• Directive A: Turn the named object pointing entries below into a numbered list with no blank lines, and leave the pictures out.

• Text passage:
--- START ---

In this PBS interview, Paul Krugman blames the financial crisis on complacency due to good economic times and a free-market ideology. The opening of my response posted at PBS.org:

Krugman’s story of the crisis is that it was just one of those things, as Cole Porter would put it — just one of those crazy flings. One of those episodes of exuberance that markets are prone to when things are too quiet for too long. He also blames free market dogma — an ideology “that was not just pro-market but religiously pro-market that markets are never wrong, that all government regulation is bad, that government is never the solution it’s always the problem, so that we had a kind of reckless removal of the safeguards on the system all on top of what would probably have been a gradual march to crisis anyway.”

I point out that government didn’t act as if markets are never wrong. Regulation isn’t the only form of government intervention. There was plenty of government intervention–the bailing out of creditors that lowered the price of recklessness. Here’s my conclusion:

So the calm of the last three decades was unnatural. There should have been more defaults and bankruptcies that would have reminded investors of the real risks they were taking. And by refusing to let creditors pay a price for bad bets, the government encouraged more reckless risk-taking. How much of the mess we’re in is due to the creation of moral hazard by government is an open question. Monetary policy played a role in creating the bubble. There was destructive housing policy. And surely human fallibility is part of the story. Just don’t tell me that what happened was the result of a hands-off government. When it comes to coddling banks and destroying the natural feedback loops of profit and loss, government’s fingerprints are everywhere.

--- END ---

• Entries for pointing at named objects:
--- START ---

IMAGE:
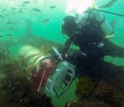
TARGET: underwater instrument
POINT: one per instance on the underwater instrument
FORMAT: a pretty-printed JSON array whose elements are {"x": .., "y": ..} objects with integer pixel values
[
  {"x": 61, "y": 78},
  {"x": 43, "y": 65},
  {"x": 47, "y": 74}
]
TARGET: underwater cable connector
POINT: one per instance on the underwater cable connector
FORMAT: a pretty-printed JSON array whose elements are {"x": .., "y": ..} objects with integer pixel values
[
  {"x": 61, "y": 78},
  {"x": 56, "y": 78}
]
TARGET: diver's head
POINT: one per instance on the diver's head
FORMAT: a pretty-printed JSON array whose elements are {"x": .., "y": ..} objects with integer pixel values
[{"x": 69, "y": 26}]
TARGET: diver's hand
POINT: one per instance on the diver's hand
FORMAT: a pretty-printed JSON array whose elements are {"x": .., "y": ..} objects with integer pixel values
[{"x": 62, "y": 57}]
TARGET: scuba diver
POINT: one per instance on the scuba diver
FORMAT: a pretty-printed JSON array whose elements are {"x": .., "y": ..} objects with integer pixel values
[{"x": 91, "y": 32}]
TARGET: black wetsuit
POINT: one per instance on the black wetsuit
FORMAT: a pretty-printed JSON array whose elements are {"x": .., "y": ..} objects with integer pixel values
[{"x": 90, "y": 60}]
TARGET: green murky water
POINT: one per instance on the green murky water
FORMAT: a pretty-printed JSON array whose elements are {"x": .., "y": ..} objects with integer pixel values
[{"x": 26, "y": 18}]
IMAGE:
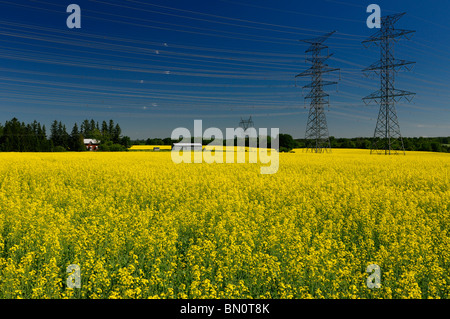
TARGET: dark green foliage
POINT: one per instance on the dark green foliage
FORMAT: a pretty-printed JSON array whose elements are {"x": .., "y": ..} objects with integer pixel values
[{"x": 16, "y": 136}]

--- END ---

• Directive B: Recast the paragraph of the text on the financial crisis that begins "So the calm of the last three decades" as a short bulleted list of its main points.

• Response A:
1. IMAGE:
2. TARGET: underwater instrument
3. POINT: one per instance on the underwater instrument
4. FORMAT: a pretty-printed JSON array whose elements are {"x": .., "y": ..} objects with integer pixel values
5. [
6.   {"x": 61, "y": 78},
7.   {"x": 43, "y": 65},
8.   {"x": 47, "y": 74}
9. ]
10. TARGET: underwater cable connector
11. POINT: one per instance on the underwater cable connector
12. FORMAT: a pretty-printed JSON array whose elements are {"x": .., "y": ..} objects with integer pixel values
13. [
14.   {"x": 61, "y": 78},
15.   {"x": 56, "y": 78}
16. ]
17. TARGET: diver's head
18. POINT: one per instance on the diver's head
19. FORMAT: a pretty-printed JSON array whose elements are {"x": .., "y": ..} objects with integer pixel values
20. [{"x": 69, "y": 26}]
21. TARGET: diver's hand
22. POINT: one per instance on the diver's hand
23. FORMAT: a pretty-printed JSON array whose elements are {"x": .., "y": ..} objects with integer pixel values
24. [{"x": 62, "y": 57}]
25. TARGET: scuba diver
26. POINT: one per instance on the scuba diver
27. FORMAT: a pretty-printed JSON array whose elements are {"x": .., "y": ..} objects with integer pixel values
28. [{"x": 91, "y": 32}]
29. TARGET: black wetsuit
30. POINT: one per instance on the black wetsuit
31. FORMAT: a pretty-printed JSON array whose elements are {"x": .., "y": ..} objects with integer pixel values
32. [{"x": 90, "y": 60}]
33. TARGET: green murky water
34. POINT: one per instance on the green murky water
35. FORMAT: a pretty-printed JSON array whose elements are {"x": .., "y": ..} objects with integer pixel values
36. [{"x": 26, "y": 18}]
37. IMAGE:
38. TARGET: dark green foliage
39. POINT: one per instance on the dark green foliage
40. FORMAT: a pretty-printed JSON array whose elements are {"x": .., "y": ..} objects with integer pixel values
41. [{"x": 16, "y": 136}]

• Response B:
- The calm of the last three decades was unnatural, and more defaults and bankruptcies would have reminded investors of the real risks they were taking.
- By refusing to let creditors pay a price for bad bets, the government encouraged more reckless risk-taking.
- How much of the mess comes from government-created moral hazard is an open question.
- Monetary policy helped create the bubble, housing policy was destructive, and human fallibility is part of the story.
- What happened was not the result of a hands-off government. Its fingerprints are everywhere in coddling banks and destroying the natural feedback loops of profit and loss.